Rewrite the data below with the field name "Domain" renamed to "Category" everywhere, keeping every other part unchanged.

Labeled-object pointing entries:
┌──

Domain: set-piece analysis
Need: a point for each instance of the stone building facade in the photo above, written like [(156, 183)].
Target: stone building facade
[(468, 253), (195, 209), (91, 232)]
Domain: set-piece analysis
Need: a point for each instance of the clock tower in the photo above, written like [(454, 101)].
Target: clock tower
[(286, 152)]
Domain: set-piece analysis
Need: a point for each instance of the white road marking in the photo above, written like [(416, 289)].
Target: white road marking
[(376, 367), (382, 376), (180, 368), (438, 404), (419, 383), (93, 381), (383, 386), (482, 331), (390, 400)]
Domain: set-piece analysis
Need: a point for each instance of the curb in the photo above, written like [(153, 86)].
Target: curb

└──

RESPONSE:
Category: set-piece analysis
Need: a point for each instance of the stone building facade in the photo above, written like [(156, 183)].
Target: stone building facade
[(468, 253), (195, 209), (91, 232)]
Category: set-piece analysis
Need: a point for each instance of the clock tower in the photo above, written like [(454, 101)].
Target: clock tower
[(286, 152)]
Category: set-piece analysis
Need: a point for each instance of the white road marking in the photo above, written like [(416, 289)].
Target: white road marking
[(376, 367), (382, 376), (180, 368), (438, 404), (419, 383), (93, 381), (383, 386), (482, 331), (390, 400)]
Category: set-piece analysis
Need: a point for each instance of the curb in the photo above, written like [(153, 86)].
Target: curb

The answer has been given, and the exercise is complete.